**Document passage:**
<<<<
Okay then. Here's a new one after 6 years.
This joke is 9 years out of date, but I had the pencil sketch scan sitting on my computer for years so after I had a dream featuring San Andreas I figured I would finally ink and color it.
In this comic the San Andreas Fault (the guy with the hat) is watching the 2015 movie San Andreas, which was a disaster movie starring Dwayne Johnson. In it, the San Andreas Fault creates a steadily escalating series of earthquakes, culminating in a magnitude 9.6 quake.
This is...impossible for the San Andreas Fault to produce. It can only get up to magnitude 7.8, maybe 8.25 if the entire fault ruptured at once? But the San Andreas is not known to do that. It has a midsection that creeps instead of causing giant earthquakes, and ruptures to the north and the south have trouble breaking through this section.
>>>>
**Material provided:**
<<<<
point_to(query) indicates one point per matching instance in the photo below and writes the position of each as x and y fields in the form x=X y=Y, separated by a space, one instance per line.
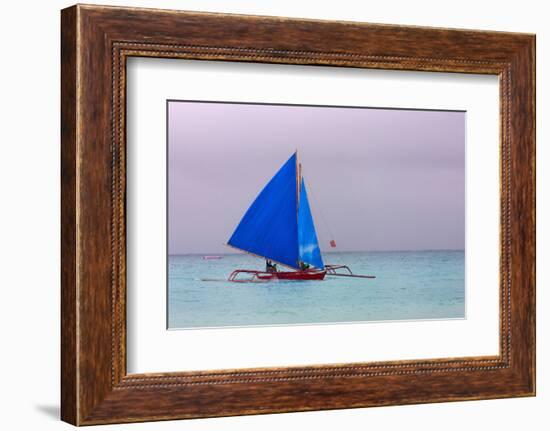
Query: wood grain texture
x=96 y=41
>>>>
**Set problem:**
List every earthquake magnitude figure mentioned in the San Andreas comic note. The material that comes after the San Andreas comic note is separate from it.

**Output below:**
9.6, 7.8, 8.25